Point localization data
Content starts

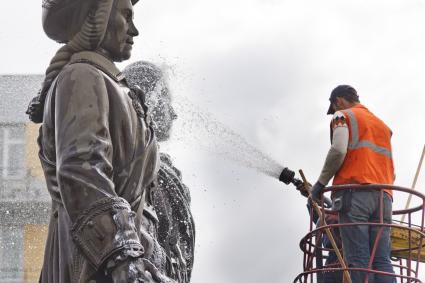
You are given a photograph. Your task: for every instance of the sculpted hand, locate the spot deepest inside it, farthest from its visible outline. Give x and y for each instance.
(138, 270)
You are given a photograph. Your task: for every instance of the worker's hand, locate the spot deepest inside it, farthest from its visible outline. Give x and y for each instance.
(301, 187)
(316, 191)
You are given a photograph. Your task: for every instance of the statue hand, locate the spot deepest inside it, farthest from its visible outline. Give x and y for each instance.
(138, 270)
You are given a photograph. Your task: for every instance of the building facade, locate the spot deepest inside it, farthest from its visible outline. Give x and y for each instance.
(24, 200)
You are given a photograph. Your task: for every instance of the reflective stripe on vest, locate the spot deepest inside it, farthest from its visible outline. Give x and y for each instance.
(355, 143)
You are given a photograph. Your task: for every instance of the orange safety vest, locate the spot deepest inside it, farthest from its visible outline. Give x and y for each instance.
(369, 156)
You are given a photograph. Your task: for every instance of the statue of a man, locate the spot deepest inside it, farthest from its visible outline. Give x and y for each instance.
(170, 201)
(97, 148)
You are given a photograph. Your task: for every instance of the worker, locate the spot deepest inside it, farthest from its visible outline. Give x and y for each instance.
(360, 154)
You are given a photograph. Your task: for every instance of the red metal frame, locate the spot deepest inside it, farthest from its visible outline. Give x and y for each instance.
(406, 269)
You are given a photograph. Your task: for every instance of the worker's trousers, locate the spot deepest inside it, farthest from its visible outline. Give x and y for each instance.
(358, 240)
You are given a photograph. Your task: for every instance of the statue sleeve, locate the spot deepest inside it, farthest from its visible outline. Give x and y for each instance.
(103, 223)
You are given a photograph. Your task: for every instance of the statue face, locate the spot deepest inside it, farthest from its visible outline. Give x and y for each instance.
(118, 40)
(162, 112)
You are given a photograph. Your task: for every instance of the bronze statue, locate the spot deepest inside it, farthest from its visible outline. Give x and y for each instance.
(97, 148)
(170, 201)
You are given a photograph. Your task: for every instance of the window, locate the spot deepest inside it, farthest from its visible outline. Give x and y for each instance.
(12, 151)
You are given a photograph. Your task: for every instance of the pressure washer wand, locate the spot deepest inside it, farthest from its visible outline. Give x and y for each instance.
(288, 176)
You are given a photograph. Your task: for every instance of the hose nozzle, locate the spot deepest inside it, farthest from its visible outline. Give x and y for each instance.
(287, 176)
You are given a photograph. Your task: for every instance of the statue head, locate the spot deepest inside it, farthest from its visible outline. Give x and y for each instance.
(105, 26)
(153, 83)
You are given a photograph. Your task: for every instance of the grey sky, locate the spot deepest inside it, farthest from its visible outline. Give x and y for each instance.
(265, 68)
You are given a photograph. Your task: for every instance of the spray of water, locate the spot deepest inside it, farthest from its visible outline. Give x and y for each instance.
(200, 128)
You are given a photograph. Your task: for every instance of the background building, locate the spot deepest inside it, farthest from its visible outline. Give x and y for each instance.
(24, 200)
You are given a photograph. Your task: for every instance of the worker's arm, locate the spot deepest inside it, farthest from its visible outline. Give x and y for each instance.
(338, 150)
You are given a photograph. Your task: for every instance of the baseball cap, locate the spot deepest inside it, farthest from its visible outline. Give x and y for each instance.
(346, 91)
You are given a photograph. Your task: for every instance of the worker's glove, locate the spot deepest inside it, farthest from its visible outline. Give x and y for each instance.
(301, 187)
(137, 270)
(316, 191)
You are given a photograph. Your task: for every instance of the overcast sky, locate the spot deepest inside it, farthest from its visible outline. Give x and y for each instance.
(265, 68)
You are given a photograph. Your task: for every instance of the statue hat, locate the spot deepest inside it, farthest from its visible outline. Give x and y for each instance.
(62, 19)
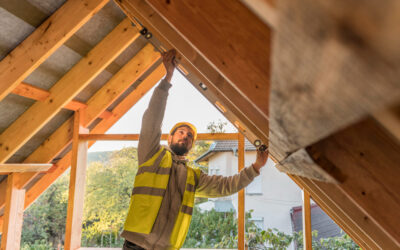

Content ends

▶ **Aim of the exercise**
Above are the records; copy them exactly without the pictures.

▶ **Result**
You are given a photograph. Your task: for every instance of the sculpted hand, locate the spot deepest inside it, farthest from its visible outline. Give x and y for each instance.
(138, 270)
You are given a photograph. Your task: for every instance of the worker's hand, locate the spot deepest inside it, farthest from its visible outline. Give x and y for each instance.
(301, 187)
(316, 191)
You are given a photograph. Your task: for every instance of the statue hand, locate the spot deepest inside it, farthest from its visible outline. Give x and y for each instance.
(138, 270)
You are given a photograph. Your task: for every instance of the building facade, locate the spot deepest inside it, farthest from its visible outline. Give x and y for each instance.
(24, 200)
You are given a photograph. Your task: for every instance of the reflective stripe on vest, locate the spot deepest inside it, farthest from its visible outline. Give x and y for each instance.
(355, 143)
You are given a photograph. Your task: for every instance of the orange safety vest, locate the spot deepest inside it, farthest from its visible outline. Give x and y for each instance.
(369, 156)
You are given a photograph. Your task: for every instance of the statue of a man, locate the spot deepest inside it, farthest from its visible outline. Give x and y for each instance.
(170, 201)
(97, 148)
You are given a photograph. Your task: for every instance of the worker, locate the spot deepest inside it, farthest from its visible outline. Give x and y for each instance.
(360, 154)
You are given a photograph. Your task: for every instance of the red metal frame, locate the spot deepest inside it, farthest from its visible outline. Give x and y for each instance.
(406, 269)
You are given a photograph. Your task: for every instance of the worker's trousers, locate the spot deepest inside it, farthest from its visible outline. Give x and y for each instance.
(358, 240)
You are given a photograph. Your task: for every instance of the statue sleeve, locate the spot deepest inside it, farthest from its visible outline. Give x and y for each instance.
(103, 223)
You are given a photograph. Your task: for every instance of the statue face, locate the spot deepest inside it, farthest from its visible outline. Give x and y for each instance.
(118, 40)
(162, 112)
You are given a photograph. Your task: for every instance of the bronze statue, locate the spot deepest inside it, farthest from its visible outline. Give x and y for each instance.
(97, 148)
(170, 201)
You are given a photograph. Your task: for every instance of the window, locate the spot deepest inside it, farthest from its visible outline. Give x and y for each instance.
(12, 151)
You are given a photograph. Your task: for every instance of the pressure washer wand, locate the spot deepest inside it, farthest from its visible outline. Give x and y for each instance.
(288, 176)
You are given a photograph. Your task: for every instance of the hose nozzle, locate the spot deepest inside it, farthest from its visible outline. Give x and y for each instance.
(287, 176)
You are given a photograph. Your task: for every instance of the statue head, locate the spot deepest inside it, farthest from its visible outline. Give x and y for each instance.
(105, 26)
(153, 83)
You are given a photograph. Your task: for every instance of the grey sky, locate the spot deepest inside it, farthest from its visible outline. Give x and y for each instance.
(265, 68)
You are given a photograph. Your task: for every instance of the spray of water, locate the spot deepest inside it, farthest from its visible outline. Give x and y for each instance.
(200, 128)
You are given a photograph. Your task: for every instance of the background building, locate the spot deepest inside it, farthest from its visible outline. Give x and y for each instance.
(24, 200)
You are given a photograph. Your task: for every instance of the worker's arm, locate the spot deepest inside it, farthest from its visible outline. Give x and y for each instance.
(338, 150)
You are given a photograph. Your task: for every instance of the baseball cap, locate the spot deepest inside it, farthest from its visible outline. Give x and y for each instance.
(346, 91)
You are given a photograph. Your task: for every instance of the worker's glove, locate the spot deepest inside it, farthest from its visible outline. Give x and y for each instance.
(301, 187)
(137, 270)
(316, 191)
You are given a photograph. Your task: for every instance of the overcast sky, locate the spot deepest inside it, farthest from its visible outline. Give x and y for each instance.
(265, 68)
You are given a photograph. Your task: for every instance of the statue hat, locate the spot deepest inside it, farthest from its visible outline. Give x and y for each instance.
(62, 19)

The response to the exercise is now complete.